High Performance CPR saves a life in Australia
When David Pryde went for his regular bike ride with his 12-year-old son Riley, he didn’t imagine he’d soon be at The Alfred Hospital in a critical condition. Friday, 22 February 2019, was like any other day for 35-year-old Pryde, who was riding around Kialla Lakes Park in Shepparton when he experienced sudden chest pain and felt sick. Despite never experiencing chest pain or being aware of a pre-existing medical condition, David was having a heart attack. And Riley needed to get help. On Pryde’s orders, Riley rode almost four kilometres home to tell his mum, Jessica.
When they returned by car about 12 minutes later, David was unconscious, pulseless and non-breathing. He was in cardiac arrest. Luckily for the Pryde family, a bystander saw Jessica and Riley and stopped to help.
Between giving chest compressions, the bystander introduced himself and said he was trained in cardiopulmonary resuscitation (CPR). Meanwhile, Jessica called Triple Zero (000) and relayed the ESTA call taker’s instructions.
Ambulance Victoria paramedics and CFA members arrived a few minutes later as part of the Emergency Medical Response (EMR) program, with MICA Paramedics Tony Pati and Matthew Collins starting High Performance CPR (HP CPR). High Performance CPR differs from regular CPR with its focus on resuscitation in a pit crew style system, where paramedics rotate to reduce ‘hands-off chest time’ and minimise interruptions to CPR. This is a critical factor as research shows that for every five second interruption to CPR, the likelihood of defibrillation success is halved.
Paramedics successfully shocked Pryde’s heart so that it started beating before he was placed in an induced coma and flown by air ambulance helicopter to The Alfred Hospital. Pryde awoke in the ICU a few days later, where he learned he was one of the first patients in the state to receive HP CPR.

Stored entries
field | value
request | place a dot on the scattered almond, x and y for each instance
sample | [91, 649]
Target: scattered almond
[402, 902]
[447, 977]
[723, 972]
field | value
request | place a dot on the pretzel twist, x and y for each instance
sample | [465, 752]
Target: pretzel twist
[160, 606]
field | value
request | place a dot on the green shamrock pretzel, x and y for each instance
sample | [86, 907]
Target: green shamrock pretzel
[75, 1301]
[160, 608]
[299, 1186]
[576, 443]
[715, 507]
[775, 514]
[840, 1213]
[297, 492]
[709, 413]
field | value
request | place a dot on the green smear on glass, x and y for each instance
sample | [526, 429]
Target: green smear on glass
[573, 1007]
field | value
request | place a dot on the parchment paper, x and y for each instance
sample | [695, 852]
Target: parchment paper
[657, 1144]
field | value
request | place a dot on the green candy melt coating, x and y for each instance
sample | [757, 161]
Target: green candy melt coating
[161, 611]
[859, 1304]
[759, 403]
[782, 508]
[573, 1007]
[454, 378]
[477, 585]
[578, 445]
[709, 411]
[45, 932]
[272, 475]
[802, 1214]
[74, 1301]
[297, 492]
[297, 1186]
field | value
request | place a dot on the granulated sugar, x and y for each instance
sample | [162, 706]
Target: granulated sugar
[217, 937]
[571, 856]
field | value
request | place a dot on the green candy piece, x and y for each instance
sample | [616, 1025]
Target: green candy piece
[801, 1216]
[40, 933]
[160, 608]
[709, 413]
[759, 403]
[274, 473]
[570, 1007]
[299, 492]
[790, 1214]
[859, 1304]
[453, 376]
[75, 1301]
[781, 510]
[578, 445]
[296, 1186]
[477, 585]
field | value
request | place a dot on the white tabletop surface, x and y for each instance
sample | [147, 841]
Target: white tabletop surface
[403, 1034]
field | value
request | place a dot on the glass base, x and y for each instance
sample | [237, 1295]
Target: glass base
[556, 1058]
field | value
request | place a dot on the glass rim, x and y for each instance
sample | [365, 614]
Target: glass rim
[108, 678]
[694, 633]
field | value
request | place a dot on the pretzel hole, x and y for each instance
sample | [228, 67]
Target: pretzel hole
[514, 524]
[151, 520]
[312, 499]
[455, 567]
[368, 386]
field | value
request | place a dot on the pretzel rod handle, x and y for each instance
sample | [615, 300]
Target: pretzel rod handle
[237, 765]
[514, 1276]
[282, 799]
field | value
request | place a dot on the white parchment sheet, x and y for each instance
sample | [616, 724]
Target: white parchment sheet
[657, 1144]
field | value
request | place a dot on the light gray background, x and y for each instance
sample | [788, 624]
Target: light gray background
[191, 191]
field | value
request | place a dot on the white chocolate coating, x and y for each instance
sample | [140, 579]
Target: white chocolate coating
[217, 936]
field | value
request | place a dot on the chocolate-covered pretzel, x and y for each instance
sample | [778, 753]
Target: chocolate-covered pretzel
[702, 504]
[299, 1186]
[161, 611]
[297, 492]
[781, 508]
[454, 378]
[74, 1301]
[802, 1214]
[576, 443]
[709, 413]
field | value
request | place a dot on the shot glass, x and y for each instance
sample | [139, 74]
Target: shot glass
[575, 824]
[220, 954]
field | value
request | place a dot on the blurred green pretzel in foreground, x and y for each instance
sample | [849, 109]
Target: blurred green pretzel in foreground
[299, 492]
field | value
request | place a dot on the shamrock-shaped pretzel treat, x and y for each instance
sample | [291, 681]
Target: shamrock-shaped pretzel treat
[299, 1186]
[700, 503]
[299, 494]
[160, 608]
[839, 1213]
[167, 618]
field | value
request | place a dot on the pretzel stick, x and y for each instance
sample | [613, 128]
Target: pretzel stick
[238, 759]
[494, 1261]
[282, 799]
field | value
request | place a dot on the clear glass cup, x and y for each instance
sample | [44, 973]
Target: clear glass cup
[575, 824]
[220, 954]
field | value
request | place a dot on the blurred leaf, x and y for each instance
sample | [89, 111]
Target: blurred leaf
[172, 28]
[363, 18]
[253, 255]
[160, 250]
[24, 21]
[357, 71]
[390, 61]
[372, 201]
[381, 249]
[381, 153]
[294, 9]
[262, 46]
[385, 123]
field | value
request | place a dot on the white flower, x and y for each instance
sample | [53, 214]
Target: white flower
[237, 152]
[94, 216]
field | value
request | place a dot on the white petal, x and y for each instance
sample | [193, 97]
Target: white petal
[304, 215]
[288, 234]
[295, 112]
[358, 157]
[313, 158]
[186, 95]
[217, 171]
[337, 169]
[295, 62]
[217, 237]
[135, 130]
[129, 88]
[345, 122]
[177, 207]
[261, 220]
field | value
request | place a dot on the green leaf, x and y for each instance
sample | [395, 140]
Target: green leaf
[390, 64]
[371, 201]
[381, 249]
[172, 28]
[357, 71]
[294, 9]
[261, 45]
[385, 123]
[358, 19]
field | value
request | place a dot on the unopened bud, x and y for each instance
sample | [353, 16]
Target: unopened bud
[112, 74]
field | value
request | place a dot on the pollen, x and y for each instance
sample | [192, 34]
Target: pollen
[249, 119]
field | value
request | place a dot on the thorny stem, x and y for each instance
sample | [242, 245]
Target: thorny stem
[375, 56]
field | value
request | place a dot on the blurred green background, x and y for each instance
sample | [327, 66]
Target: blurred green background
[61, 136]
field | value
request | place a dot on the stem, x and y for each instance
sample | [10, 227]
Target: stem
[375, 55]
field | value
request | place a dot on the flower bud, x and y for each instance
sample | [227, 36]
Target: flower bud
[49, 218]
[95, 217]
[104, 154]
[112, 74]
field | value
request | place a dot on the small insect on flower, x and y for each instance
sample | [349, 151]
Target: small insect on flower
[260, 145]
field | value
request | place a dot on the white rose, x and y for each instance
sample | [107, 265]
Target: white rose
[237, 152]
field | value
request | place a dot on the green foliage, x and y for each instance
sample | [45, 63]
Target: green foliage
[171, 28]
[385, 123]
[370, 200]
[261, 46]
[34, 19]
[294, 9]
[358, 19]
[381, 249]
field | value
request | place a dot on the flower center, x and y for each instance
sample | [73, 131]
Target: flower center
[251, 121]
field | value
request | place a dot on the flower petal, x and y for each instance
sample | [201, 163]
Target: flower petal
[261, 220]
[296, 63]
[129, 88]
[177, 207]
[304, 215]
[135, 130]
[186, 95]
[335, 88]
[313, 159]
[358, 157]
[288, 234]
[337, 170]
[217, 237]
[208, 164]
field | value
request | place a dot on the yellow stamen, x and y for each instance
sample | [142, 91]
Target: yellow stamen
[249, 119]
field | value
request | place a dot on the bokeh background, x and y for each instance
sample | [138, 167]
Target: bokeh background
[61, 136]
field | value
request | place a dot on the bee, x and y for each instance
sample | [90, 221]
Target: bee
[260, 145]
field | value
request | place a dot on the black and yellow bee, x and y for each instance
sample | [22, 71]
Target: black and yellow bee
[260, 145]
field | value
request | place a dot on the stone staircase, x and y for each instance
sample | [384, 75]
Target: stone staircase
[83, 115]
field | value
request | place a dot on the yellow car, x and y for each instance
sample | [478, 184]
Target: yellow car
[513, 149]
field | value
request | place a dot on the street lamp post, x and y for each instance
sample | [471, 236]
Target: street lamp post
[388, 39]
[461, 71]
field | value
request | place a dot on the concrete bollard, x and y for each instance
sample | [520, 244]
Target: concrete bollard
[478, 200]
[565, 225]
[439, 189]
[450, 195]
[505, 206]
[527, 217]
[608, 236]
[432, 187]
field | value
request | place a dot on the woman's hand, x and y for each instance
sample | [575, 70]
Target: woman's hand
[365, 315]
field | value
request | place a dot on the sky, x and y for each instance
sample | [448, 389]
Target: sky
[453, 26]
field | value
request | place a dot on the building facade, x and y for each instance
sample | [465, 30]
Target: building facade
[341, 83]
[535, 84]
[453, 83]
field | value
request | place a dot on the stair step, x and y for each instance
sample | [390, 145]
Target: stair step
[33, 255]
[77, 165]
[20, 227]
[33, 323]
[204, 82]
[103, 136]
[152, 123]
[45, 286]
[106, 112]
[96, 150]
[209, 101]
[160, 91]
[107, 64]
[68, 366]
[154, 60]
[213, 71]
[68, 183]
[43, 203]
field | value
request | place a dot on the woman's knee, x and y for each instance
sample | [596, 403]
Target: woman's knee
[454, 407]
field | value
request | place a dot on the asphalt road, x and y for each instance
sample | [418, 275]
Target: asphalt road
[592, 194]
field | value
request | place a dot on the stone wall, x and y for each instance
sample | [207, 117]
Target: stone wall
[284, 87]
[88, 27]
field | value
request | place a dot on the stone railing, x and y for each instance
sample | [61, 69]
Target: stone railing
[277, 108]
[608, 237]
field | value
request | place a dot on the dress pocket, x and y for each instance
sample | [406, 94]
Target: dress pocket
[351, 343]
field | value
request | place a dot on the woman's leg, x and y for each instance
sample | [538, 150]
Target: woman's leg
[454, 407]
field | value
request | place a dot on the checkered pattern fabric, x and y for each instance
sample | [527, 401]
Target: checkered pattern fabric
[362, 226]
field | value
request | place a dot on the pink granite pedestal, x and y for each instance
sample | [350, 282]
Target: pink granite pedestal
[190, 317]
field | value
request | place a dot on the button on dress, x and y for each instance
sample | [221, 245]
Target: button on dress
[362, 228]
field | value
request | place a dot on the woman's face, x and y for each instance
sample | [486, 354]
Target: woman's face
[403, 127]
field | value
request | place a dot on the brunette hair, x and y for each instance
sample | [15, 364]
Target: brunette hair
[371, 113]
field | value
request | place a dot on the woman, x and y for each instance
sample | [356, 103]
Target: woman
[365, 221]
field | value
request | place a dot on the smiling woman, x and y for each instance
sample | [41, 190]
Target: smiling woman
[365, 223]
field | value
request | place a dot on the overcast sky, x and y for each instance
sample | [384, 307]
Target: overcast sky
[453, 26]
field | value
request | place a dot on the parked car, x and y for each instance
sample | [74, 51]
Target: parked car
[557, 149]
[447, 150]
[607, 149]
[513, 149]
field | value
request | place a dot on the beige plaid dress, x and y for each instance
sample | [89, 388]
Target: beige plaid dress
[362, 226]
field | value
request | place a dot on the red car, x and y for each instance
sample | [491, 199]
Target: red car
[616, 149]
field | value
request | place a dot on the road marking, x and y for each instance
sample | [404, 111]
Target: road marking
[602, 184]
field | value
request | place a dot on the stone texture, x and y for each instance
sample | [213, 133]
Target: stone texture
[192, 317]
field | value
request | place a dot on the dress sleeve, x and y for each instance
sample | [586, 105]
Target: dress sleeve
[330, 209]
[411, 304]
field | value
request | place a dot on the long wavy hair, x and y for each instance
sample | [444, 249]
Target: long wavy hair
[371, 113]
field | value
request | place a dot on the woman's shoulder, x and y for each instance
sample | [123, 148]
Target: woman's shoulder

Exercise set -
**a)** Rewrite the paragraph of the CPR rescue account that begins "Ambulance Victoria paramedics and CFA members arrived" as a short bulleted list that keeps its main facts.
**b)** Decide whether each statement agrees with the CPR rescue account. Answer yes or no, and quote the words from the account that settle it.
(i) Riley rode close to four kilometers home to get his mother.
(ii) David Pryde knew he had a pre-existing medical condition.
(iii) Pryde was taken to The Alfred Hospital by road ambulance.
**c)** Copy the stretch of the CPR rescue account from "High Performance CPR saves" through "his mum, Jessica." without any changes.

Results of the exercise -
**a)**
- Ambulance Victoria paramedics and CFA members arrived a few minutes later under the Emergency Medical Response (EMR) program.
- MICA Paramedics Tony Pati and Matthew Collins started High Performance CPR (HP CPR).
- HP CPR uses a pit crew style system in which paramedics rotate to reduce "hands-off chest time" and minimize interruptions.
- Research shows that every five-second interruption to CPR halves the likelihood of defibrillation success.

**b)**
(i) Yes: "Riley rode almost four kilometres home to tell his mum, Jessica."
(ii) No: "Despite never experiencing chest pain or being aware of a pre-existing medical condition"
(iii) No: "flown by air ambulance helicopter to The Alfred Hospital"

**c)**
High Performance CPR saves a life in Australia
When David Pryde went for his regular bike ride with his 12-year-old son Riley, he didn’t imagine he’d soon be at The Alfred Hospital in a critical condition. Friday, 22 February 2019, was like any other day for 35-year-old Pryde, who was riding around Kialla Lakes Park in Shepparton when he experienced sudden chest pain and felt sick. Despite never experiencing chest pain or being aware of a pre-existing medical condition, David was having a heart attack. And Riley needed to get help. On Pryde’s orders, Riley rode almost four kilometres home to tell his mum, Jessica.